→ CHALLENGE
Reproduce every one of the rows below word for word, with nothing added or left out.

→ GIVEN INFORMATION

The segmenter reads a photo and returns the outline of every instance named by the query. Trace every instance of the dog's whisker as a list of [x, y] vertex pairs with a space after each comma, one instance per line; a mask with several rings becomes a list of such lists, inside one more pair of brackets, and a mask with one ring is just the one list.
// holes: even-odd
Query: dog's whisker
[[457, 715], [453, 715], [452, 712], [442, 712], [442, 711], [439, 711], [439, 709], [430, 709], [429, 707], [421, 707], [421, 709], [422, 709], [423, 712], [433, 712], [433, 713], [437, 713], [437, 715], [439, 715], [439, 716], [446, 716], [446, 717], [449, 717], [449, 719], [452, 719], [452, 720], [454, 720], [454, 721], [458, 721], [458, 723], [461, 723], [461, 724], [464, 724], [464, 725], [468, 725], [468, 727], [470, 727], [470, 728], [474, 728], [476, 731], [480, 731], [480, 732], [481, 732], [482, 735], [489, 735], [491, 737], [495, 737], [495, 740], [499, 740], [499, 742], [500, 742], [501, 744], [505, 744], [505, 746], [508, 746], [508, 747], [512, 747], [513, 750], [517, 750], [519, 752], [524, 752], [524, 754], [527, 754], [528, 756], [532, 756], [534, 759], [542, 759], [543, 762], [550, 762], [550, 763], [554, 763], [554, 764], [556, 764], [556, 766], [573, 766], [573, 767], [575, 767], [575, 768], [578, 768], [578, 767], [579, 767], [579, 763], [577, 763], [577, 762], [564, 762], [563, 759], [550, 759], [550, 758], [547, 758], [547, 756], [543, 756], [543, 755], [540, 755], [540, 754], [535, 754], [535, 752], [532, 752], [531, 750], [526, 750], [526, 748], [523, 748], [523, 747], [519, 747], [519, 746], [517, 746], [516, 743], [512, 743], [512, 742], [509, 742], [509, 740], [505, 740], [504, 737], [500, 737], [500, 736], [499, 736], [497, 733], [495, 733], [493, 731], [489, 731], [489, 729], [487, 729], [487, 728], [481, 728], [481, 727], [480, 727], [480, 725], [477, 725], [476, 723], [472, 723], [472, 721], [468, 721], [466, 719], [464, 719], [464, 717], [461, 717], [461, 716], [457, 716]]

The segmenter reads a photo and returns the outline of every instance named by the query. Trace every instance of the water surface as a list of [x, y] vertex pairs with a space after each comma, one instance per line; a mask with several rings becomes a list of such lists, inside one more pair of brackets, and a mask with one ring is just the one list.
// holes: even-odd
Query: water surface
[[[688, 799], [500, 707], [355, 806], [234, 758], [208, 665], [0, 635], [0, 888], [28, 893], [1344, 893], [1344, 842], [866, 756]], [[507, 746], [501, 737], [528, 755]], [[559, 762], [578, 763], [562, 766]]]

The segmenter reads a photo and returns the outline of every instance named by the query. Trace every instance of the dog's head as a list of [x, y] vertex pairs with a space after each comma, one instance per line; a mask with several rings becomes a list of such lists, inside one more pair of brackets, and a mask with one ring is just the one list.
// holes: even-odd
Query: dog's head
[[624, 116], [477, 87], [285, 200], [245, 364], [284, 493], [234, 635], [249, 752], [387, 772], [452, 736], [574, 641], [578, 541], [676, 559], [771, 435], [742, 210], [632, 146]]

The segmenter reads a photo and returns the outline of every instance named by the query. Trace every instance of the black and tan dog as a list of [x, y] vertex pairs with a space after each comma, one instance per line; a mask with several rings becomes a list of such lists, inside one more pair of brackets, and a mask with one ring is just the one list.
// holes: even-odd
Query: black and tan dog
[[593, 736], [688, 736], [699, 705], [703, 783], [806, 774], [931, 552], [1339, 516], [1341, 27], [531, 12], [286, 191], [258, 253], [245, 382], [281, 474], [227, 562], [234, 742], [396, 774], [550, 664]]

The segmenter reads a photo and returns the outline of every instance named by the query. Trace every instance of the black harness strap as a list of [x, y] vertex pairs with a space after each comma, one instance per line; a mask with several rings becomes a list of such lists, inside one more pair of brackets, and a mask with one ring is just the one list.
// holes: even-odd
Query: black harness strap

→ THE RESPONSE
The segmenter reads a photo and returns the outline of every instance named by the query. Trace every instance of the dog's whisker as a list of [x, y] vertex pairs with a space after each comma, one instance per line; a mask with several rings becomes a list of such lists, inside one more pair of brackets, and a mask with one ring is just the one list.
// holes: even-odd
Query: dog's whisker
[[457, 715], [453, 715], [452, 712], [442, 712], [442, 711], [439, 711], [439, 709], [430, 709], [429, 707], [421, 707], [421, 709], [422, 709], [423, 712], [433, 712], [433, 713], [437, 713], [437, 715], [439, 715], [439, 716], [446, 716], [446, 717], [449, 717], [449, 719], [452, 719], [452, 720], [454, 720], [454, 721], [458, 721], [458, 723], [461, 723], [461, 724], [464, 724], [464, 725], [468, 725], [468, 727], [470, 727], [470, 728], [474, 728], [476, 731], [480, 731], [480, 732], [481, 732], [482, 735], [489, 735], [491, 737], [495, 737], [495, 740], [499, 740], [499, 742], [500, 742], [501, 744], [505, 744], [505, 746], [508, 746], [508, 747], [512, 747], [513, 750], [517, 750], [519, 752], [524, 752], [524, 754], [527, 754], [528, 756], [532, 756], [534, 759], [542, 759], [543, 762], [550, 762], [550, 763], [554, 763], [554, 764], [556, 764], [556, 766], [573, 766], [573, 767], [575, 767], [575, 768], [578, 768], [578, 767], [579, 767], [579, 763], [577, 763], [577, 762], [564, 762], [563, 759], [550, 759], [550, 758], [547, 758], [547, 756], [543, 756], [543, 755], [540, 755], [540, 754], [535, 754], [535, 752], [532, 752], [531, 750], [526, 750], [526, 748], [523, 748], [523, 747], [519, 747], [519, 746], [517, 746], [516, 743], [512, 743], [512, 742], [509, 742], [509, 740], [505, 740], [504, 737], [500, 737], [500, 736], [499, 736], [497, 733], [495, 733], [493, 731], [489, 731], [489, 729], [487, 729], [487, 728], [481, 728], [481, 727], [480, 727], [480, 725], [477, 725], [476, 723], [472, 723], [472, 721], [468, 721], [466, 719], [464, 719], [464, 717], [461, 717], [461, 716], [457, 716]]

The segmenter reads a photo and returns the outline of every instance named by the query. Trace every instance of the water surface as a list of [x, y] vertex pairs with a space after each comma, one instance per line; a mask with several rings becomes a list of such lists, inside one more pair of brackets, and a mask with one ring is just the one list.
// holes: even-odd
Query: water surface
[[[688, 799], [500, 707], [355, 806], [234, 758], [208, 665], [0, 635], [0, 888], [28, 893], [1344, 893], [1344, 842], [866, 756]], [[507, 746], [501, 737], [528, 755]], [[559, 762], [578, 763], [562, 766]]]

The segmenter reads a photo and returns the outline of every instance named by the query. Trace every instance of the dog's head as a list of [x, y] vertex pairs with a space after each comma, one instance per line; a mask with several rings becomes a list of such lists, inside one more pair of brackets, and a mask with one ring is just the one list.
// holes: even-odd
Query: dog's head
[[624, 116], [477, 87], [285, 200], [245, 364], [284, 493], [234, 635], [249, 752], [387, 772], [452, 736], [574, 641], [578, 541], [676, 559], [771, 435], [742, 210], [632, 146]]

The segmenter reads a photo and returns the outline of every instance named by the query. Trace every instance of the black and tan dog as a list of [x, y] vertex pairs with a space after each comma, one instance per line; a mask with several rings becomes a list of such lists, inside one more pair of brackets, and a mask with one ring is just the one list.
// holes: even-odd
Query: black and tan dog
[[593, 736], [688, 736], [699, 705], [703, 783], [806, 774], [931, 552], [1339, 516], [1341, 27], [531, 12], [286, 191], [258, 253], [245, 382], [281, 474], [227, 562], [234, 742], [396, 774], [550, 664]]

The segmenter reads a photo and returns the outline of every instance named by the query. Trace every instance of the black harness strap as a list of [x, y] vertex pairs with a space after each comma, one instance per line; a mask with several rings becomes a list of such lists, inside one more pair of brackets, and a mask with one ring is just the one list.
// holes: even-odd
Query: black harness strap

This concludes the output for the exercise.